* [PROVIDED RECORDS]:
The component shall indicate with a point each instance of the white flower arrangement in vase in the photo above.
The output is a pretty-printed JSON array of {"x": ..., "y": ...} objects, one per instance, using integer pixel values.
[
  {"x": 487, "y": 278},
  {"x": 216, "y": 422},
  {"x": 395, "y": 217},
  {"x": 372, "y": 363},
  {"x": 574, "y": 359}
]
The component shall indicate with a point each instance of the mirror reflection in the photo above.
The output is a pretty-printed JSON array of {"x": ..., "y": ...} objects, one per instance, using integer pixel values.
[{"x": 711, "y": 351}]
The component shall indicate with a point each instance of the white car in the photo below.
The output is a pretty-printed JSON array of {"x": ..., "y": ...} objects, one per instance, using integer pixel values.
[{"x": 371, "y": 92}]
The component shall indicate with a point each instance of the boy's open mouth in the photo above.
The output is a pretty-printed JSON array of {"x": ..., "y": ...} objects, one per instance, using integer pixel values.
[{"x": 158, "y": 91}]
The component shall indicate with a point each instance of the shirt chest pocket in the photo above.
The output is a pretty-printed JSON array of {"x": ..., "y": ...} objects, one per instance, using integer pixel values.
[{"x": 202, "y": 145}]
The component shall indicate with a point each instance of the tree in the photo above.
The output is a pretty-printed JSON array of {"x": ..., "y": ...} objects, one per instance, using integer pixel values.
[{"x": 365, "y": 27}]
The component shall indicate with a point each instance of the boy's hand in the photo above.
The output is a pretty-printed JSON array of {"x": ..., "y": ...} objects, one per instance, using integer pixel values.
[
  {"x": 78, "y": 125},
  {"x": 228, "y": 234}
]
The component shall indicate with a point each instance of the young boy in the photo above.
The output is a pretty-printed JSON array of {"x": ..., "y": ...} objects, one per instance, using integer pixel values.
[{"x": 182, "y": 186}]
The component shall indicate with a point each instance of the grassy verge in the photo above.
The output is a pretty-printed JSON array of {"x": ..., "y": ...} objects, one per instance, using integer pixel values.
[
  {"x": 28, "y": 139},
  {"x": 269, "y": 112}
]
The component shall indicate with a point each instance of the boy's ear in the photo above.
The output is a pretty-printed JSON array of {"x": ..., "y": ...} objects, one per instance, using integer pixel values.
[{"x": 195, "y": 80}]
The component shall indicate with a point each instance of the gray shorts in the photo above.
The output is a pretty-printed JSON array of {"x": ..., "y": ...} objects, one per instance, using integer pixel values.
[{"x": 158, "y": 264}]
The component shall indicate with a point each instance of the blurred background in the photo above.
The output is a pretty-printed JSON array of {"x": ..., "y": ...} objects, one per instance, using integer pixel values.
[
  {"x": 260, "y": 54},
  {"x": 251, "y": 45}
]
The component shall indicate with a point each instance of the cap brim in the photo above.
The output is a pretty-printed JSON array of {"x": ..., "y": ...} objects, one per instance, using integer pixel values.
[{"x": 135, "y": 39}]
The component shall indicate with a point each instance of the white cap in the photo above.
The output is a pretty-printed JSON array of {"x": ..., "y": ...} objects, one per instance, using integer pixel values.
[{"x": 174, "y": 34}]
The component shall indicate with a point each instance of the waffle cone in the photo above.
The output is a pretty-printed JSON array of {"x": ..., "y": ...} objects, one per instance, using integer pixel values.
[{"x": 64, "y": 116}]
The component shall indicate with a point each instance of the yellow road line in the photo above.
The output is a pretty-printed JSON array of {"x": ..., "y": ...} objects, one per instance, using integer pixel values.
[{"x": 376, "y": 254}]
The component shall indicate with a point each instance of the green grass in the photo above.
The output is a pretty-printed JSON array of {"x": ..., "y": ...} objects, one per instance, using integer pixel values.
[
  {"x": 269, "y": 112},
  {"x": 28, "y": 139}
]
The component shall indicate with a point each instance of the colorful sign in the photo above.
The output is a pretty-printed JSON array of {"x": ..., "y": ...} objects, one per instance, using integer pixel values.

* [WORK REQUEST]:
Write out again every entry above, exactly as given.

* [RESULT OF THE TASK]:
The component shall indicate with a point each instance of the white flower arrangement in vase in the photo above.
The output is a pretty-printed JSON array of {"x": ..., "y": ...} objects, one per instance, using integer pixel values.
[
  {"x": 487, "y": 278},
  {"x": 216, "y": 422},
  {"x": 395, "y": 217},
  {"x": 372, "y": 363},
  {"x": 574, "y": 359}
]
The component shall indicate with a point each instance of the mirror reflection in the photo above.
The output is a pretty-printed JSON array of {"x": ..., "y": ...} objects, one per instance, using integer pixel values.
[{"x": 711, "y": 351}]
The component shall indicate with a point each instance of the white car in the photo below.
The output is a pretty-printed JSON array of {"x": ..., "y": ...} objects, one per instance, using integer pixel values.
[{"x": 371, "y": 92}]
The component shall indicate with a point each instance of the boy's open mouth in the photo above.
The output is a pretty-printed JSON array of {"x": ..., "y": ...} objects, one per instance, using integer pixel values.
[{"x": 158, "y": 91}]
The component shall indicate with a point each instance of the shirt chest pocket in the photo above.
The output is a pretty-printed JSON array of {"x": ..., "y": ...} objects, one per instance, using integer pixel values.
[{"x": 202, "y": 145}]
The component shall indicate with a point each instance of the tree in the photo above.
The output is a pretty-printed JSON array of {"x": ..., "y": ...} objects, one per instance, using integer pixel values.
[{"x": 365, "y": 27}]
The component shall indicate with a point each instance of the boy's hand in the photo above.
The output is a pretty-printed JSON array of {"x": ..., "y": ...} objects, one per instance, using integer pixel values.
[
  {"x": 78, "y": 125},
  {"x": 228, "y": 234}
]
The component shall indicate with a point each instance of the young boy in the photo above.
The output is a pretty-printed JSON array of {"x": ..., "y": ...} objects, one per instance, using integer pixel values.
[{"x": 182, "y": 186}]
The component shall indicate with a point each instance of the grassy verge in the photo above.
The output is a pretty-printed JSON array of {"x": ..., "y": ...} objects, one per instance, using integer pixel values.
[
  {"x": 28, "y": 139},
  {"x": 269, "y": 112}
]
The component shall indicate with a point each instance of the boy's ear in the photo above.
The output is a pretty-printed JSON array of {"x": ..., "y": ...} objects, one per instance, using integer pixel values.
[{"x": 195, "y": 80}]
The component shall indicate with a point each instance of the gray shorts in the photo above.
The output is a pretty-printed JSON array of {"x": ..., "y": ...} objects, one per instance, using integer pixel values.
[{"x": 158, "y": 264}]
The component shall indicate with a point each instance of the blurred background in the photo above.
The output is a pretty-printed JSON array of {"x": ..., "y": ...} objects, one per instance, using integer pixel values.
[
  {"x": 260, "y": 54},
  {"x": 251, "y": 45}
]
The component shall indicate with a point each instance of the cap brim in the photo above.
The output is a pretty-printed JSON array of {"x": ..., "y": ...} objects, one per instance, using integer pixel values.
[{"x": 135, "y": 39}]
The component shall indicate with a point each instance of the white cap in the photo above.
The output is a pretty-printed JSON array of {"x": ..., "y": ...} objects, one per instance, using integer pixel values.
[{"x": 174, "y": 34}]
The component shall indicate with a point each instance of the waffle cone in the photo above.
The output is a pretty-printed JSON array of {"x": ..., "y": ...} objects, one per instance, using integer pixel values.
[{"x": 64, "y": 116}]
The component shall indicate with a point each instance of the yellow road line in the photo above.
The output is a pretty-printed JSON array of {"x": ..., "y": ...} objects, one per instance, using integer pixel values.
[{"x": 376, "y": 254}]
The component shall indicate with a point each instance of the green grass in the photo above.
The output is a pretty-printed JSON array of {"x": ..., "y": ...} objects, one per instance, using integer pixel values.
[
  {"x": 269, "y": 112},
  {"x": 28, "y": 139}
]
The component shall indicate with a point each instance of the colorful sign in the photo above.
The output is a pretty-printed JSON array of {"x": ..., "y": ...} objects, one per instance, using integer pixel values.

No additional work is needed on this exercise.